- TEXT -
\(\newcommand{\R}{\mathbb{R}}\)
\(\newcommand{\N}{\mathbb{N}}\)
\(\newcommand{\Z}{\mathbb{Z}}\)
\(\newcommand{\E}{\mathbb{E}}\)
\(\newcommand{\P}{\mathbb{P}}\)
\(\newcommand{\var}{\text{var}}\)
\(\newcommand{\sd}{\text{sd}}\)
\(\newcommand{\cov}{\text{cov}}\)
\(\newcommand{\cor}{\text{cor}}\)
\(\newcommand{\skw}{\text{skew}}\)
\(\newcommand{\kur}{\text{kurt}}\)

- Random
- 4. Special Distributions
- Discrete Uniform Distributions

Suppose that \( S \) is a finite set. A random variable \( X \) taking values in \( S \) has the uniform distribution on \( S \) if \[ \P(X \in A) = \frac{\#(A)}{\#(S)}, \quad A \subseteq S \]

The discrete uniform distribution is a special case of the general uniform distribution with respect to a measure, in this case counting measure. The distribution corresponds to picking an element of \( S \) *at random*. Most classical, combinatorial probability models are based on underlying discrete uniform distributions. The chapter on Finite Sampling Models explores a number of such models.

The probability density function \( f \) of \( X \) is given by \[ f(x) = \frac{1}{\#(S)}, \quad x \in S \]

This follows from the definition of (discrete) density: \( \P(X \in A) = \sum_{x \in A} f(x) \) for \( A \subseteq S \)

Like all uniform distributions, the discrete uniform distribution on a finite set is characterized by the property of constant density on the set. Another property that all uniform distributions share is invariance under conditioning on a subset.

Suppose that \( R \) is a nonempty subset of \( S \). Then the conditional distribution of \( X \) given \( X \in R \) is uniform on \( R \).

- Recorded data -
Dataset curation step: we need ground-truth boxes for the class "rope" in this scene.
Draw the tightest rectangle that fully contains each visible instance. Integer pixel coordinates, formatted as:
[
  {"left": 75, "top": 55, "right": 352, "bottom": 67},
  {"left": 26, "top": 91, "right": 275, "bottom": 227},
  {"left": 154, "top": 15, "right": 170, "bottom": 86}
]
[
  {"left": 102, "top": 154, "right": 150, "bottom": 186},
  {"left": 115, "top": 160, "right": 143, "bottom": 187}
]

- TO DO -
a. Using the page on discrete uniform distributions, answer these:
(i) With respect to which measure is the discrete uniform distribution a special case of the general uniform distribution?
(ii) Which chapter explores a number of classical, combinatorial probability models?
(iii) What is the conditional distribution of \( X \) given \( X \in R \), where \( R \) is a nonempty subset of \( S \)?
b. List every navigation entry that appears at the top of the page on discrete uniform distributions, after the macro definitions and before the definition of the distribution.
c. Pick up the page on discrete uniform distributions after its final sentence and write its next part.
These items were gathered from a different source than the page on discrete uniform distributions.

- FINAL RESULTS -
a.
(i) Counting measure
(ii) The chapter on Finite Sampling Models
(iii) Uniform on \( R \)

b.
- Random
- 4. Special Distributions
- Discrete Uniform Distributions

c.
For \( A \subseteq R \), \[ \P(X \in A \mid X \in R) = \frac{\P(X \in A)}{\P(X \in R)} = \frac{\#(A) \big/ \#(S)}{\#(R) \big/ \#(S)} = \frac{\#(A)}{\#(R)} \]

If \( h: S \to \R \) then the expected value of \( h(X) \) is simply the arithmetic average of the values of \( h \): \[ \E[h(X)] = \frac{1}{\#(S)} \sum_{x \in S} h(x) \]

This follows from the change of variables theorem for expected value: \( \E[h(X)] = \sum_{x \in S} f(x) h(x) \).

The entropy of \( X \) depends only on the number of points in \( S \).

The entropy of \( X \) is \( H(X) = \ln[\#(S)] \).

Let \( n = \#(S) \). Then \[ H(X) = \E\{-\ln[f(X)]\} = \sum_{x \in S} -\ln\left(\frac{1}{n}\right) \frac{1}{n} = -\ln\left(\frac{1}{n}\right) = \ln(n) \]

Without some additional structure, not much more can be said about discrete uniform distributions. Thus, suppose that \( n \in \N_+ \) and that \( S = \{x_1, x_2, \ldots, x_n\} \) is a subset of \( \R \) with \( n \) points. We will assume that the points are indexed in order, so that \( x_1 \lt x_2 \lt \cdots \lt x_n \). Suppose that \( X \) has the uniform distribution on \( S \).

The probability density function \( f \) of \( X \) is given by \( f(x) = \frac{1}{n} \) for \( x \in S \).

The distribution function \( F \) of \( X \) is given by

- \( F(x) = 0 \) for \( x \lt x_1 \)
- \( F(x) = \frac{k}{n} \) for \( x_k \le x \lt x_{k+1}\) and \( k \in \{1, 2, \ldots n - 1 \} \)
- \( F(x) = 1 \) for \( x \gt x_n \)

This follows from the definition of the distribution function: \( F(x) = \P(X \le x) \) for \( x \in \R \).

The quantile function \( F^{-1} \) of \( X \) is given by \( F^{-1}(p) = x_{\lceil n p \rceil} \) for \( p \in (0, 1] \).

By definition, \( F^{-1}(p) = x_k \) for \(\frac{k - 1}{n} \lt p \le \frac{k}{n}\) and \(k \in \{1, 2, \ldots, n\} \). It follows that \( k = \lceil n p \rceil \) in this formulation.

The moments of \( X \) are ordinary arithmetic averages.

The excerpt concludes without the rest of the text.